== TEXTO PROPORCIONADO ==
──────
Para verlo de esta manera, sin embargo, es necesario ampliar el espacio
epistémico y social de lo que tradicionalmente se ha considerado el
pensamiento crítico latinoamericano para incluir, junto al pensamiento
de la izquierda, al menos dos grandes vertientes que desde las últimas
dos décadas han estado emergiendo como grandes fuentes de producción
crítica: aquella vertiente que surge de las luchas y pensamientos ‘desde
abajo’, y aquellas que están sintonizadas con las dinámicas de la
Tierra. A estas vertientes las llamaremos ‘pensamiento autonómico’ y
‘pensamiento de la Tierra’, respectivamente. Mencionemos por lo pronto
que el primero se refiere al pensamiento, cada vez más articulado y
discutido, que emerge de los procesos autonómicos que cristalizan con el
Zapatismo pero que incluyen una gran variedad de experiencias y
propuestas a lo largo y ancho del continente, desde el sur de México al
suroccidente de Colombia, y desde allí al resto del continente.
Todos estos movimientos
enfatizan la reconstitución de lo comunal como el pilar de la autonomía.
Autonomía, comunalidad y territorialidad son los tres conceptos claves
de esta corriente.
Con pensamiento de
la Tierra, por otro lado, nos referimos no tanto al movimiento
ambientalista y a la ecología sino a aquella dimensión que toda
comunidad que habita un territorio sabe que es vital para su existencia:
su conexión indisoluble con la Tierra y con todos los seres vivos. Más
que en conocimientos teóricos, esta dimensión se encuentra
elocuentemente expresada en el arte (tejidos), los mitos, las prácticas
económicas y culturales del lugar, y en las luchas territoriales y por
la defensa de la Pacha Mama. Esto no la hace menos importante, sino
quizás más, para la crucial tarea de todo pensamiento crítico en la
coyuntura actual, a la cual nos referiremos como ‘la reconstitución de
mundos’.
──────
== OBJETIVOS ==
**1.** Indique si cada afirmación coincide con el texto proporcionado y responda sí o no, citando literalmente las palabras del texto que lo deciden.
(a) El pensamiento autonómico tiene tres conceptos claves: autonomía, comunalidad y territorialidad.
(b) Con "pensamiento de la Tierra" se alude principalmente al movimiento ambientalista.
(c) Las dos vertientes mencionadas han surgido durante las últimas dos décadas.
**2.** Responda estas preguntas con datos del texto proporcionado:
(a) ¿Con qué movimiento cristalizan los procesos autonómicos?
(b) ¿En qué se encuentra elocuentemente expresada la dimensión del pensamiento de la Tierra?
(c) ¿Cómo se denomina la tarea crucial de todo pensamiento crítico en la coyuntura actual?
**3.** Resuma el texto proporcionado en dos oraciones.

== DATOS PROPORCIONADOS ==
──────
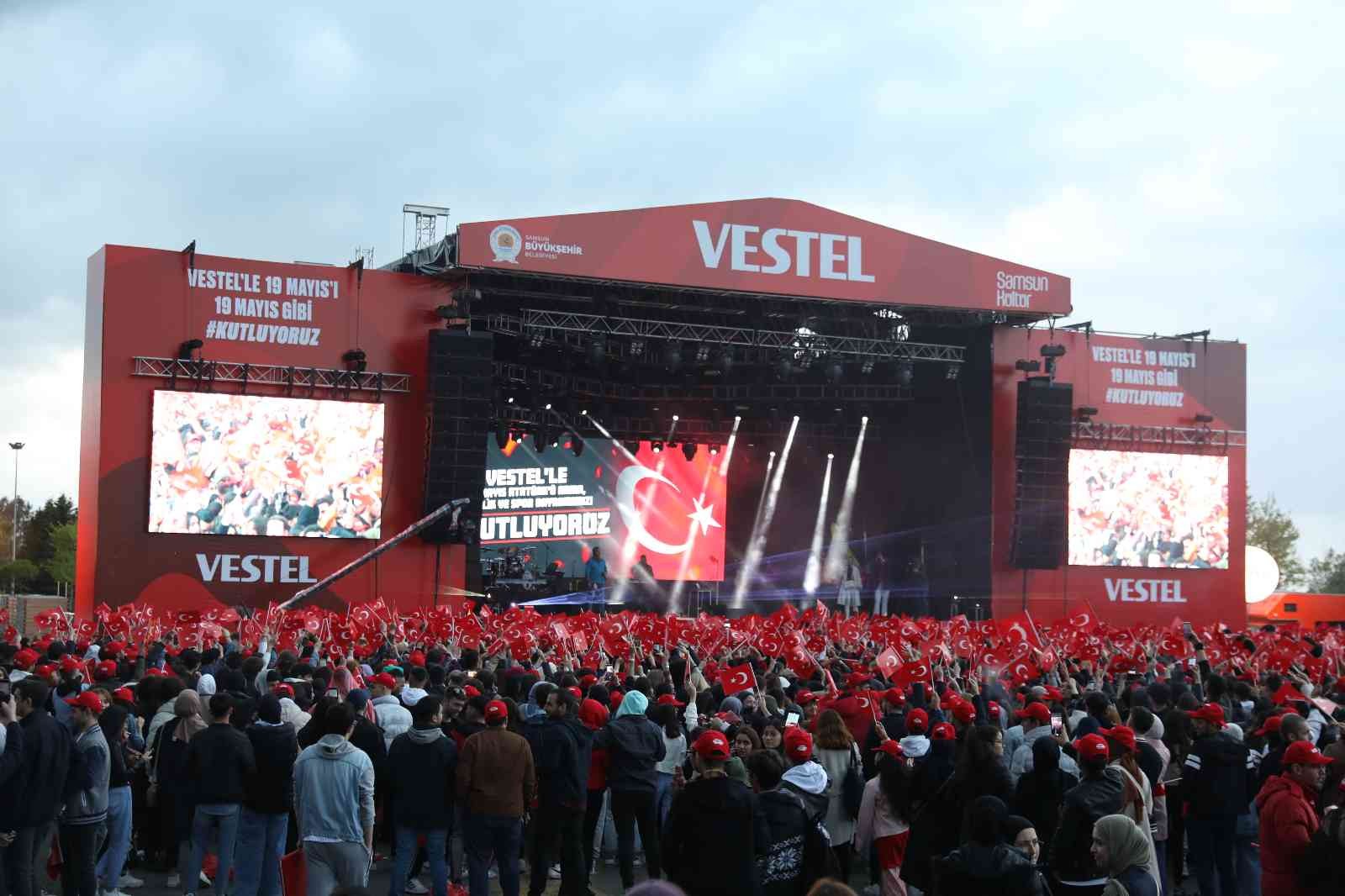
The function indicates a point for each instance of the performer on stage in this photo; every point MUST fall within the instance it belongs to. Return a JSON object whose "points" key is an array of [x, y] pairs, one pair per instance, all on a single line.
──────
== RESULTADOS DEL EJERCICIO ==
**1.**
(a) Sí: "Autonomía, comunalidad y territorialidad son los tres conceptos claves de esta corriente."
(b) No: "nos referimos no tanto al movimiento ambientalista y a la ecología sino a aquella dimensión que toda comunidad que habita un territorio sabe que es vital para su existencia"
(c) Sí: "desde las últimas dos décadas han estado emergiendo como grandes fuentes de producción crítica"

**2.**
(a) Con el Zapatismo.
(b) En el arte (tejidos), los mitos, las prácticas económicas y culturales del lugar, y en las luchas territoriales y por la defensa de la Pacha Mama.
(c) La reconstitución de mundos.

**3.** Es necesario ampliar el pensamiento crítico latinoamericano para incluir, junto al de la izquierda, el pensamiento autonómico, cuyos conceptos claves son la autonomía, la comunalidad y la territorialidad, y el pensamiento de la Tierra, referido a la conexión indisoluble de las comunidades con la Tierra y con todos los seres vivos. Esta última dimensión se expresa más en el arte, los mitos, las prácticas del lugar y las luchas territoriales que en conocimientos teóricos, y resulta quizás más importante para la reconstitución de mundos.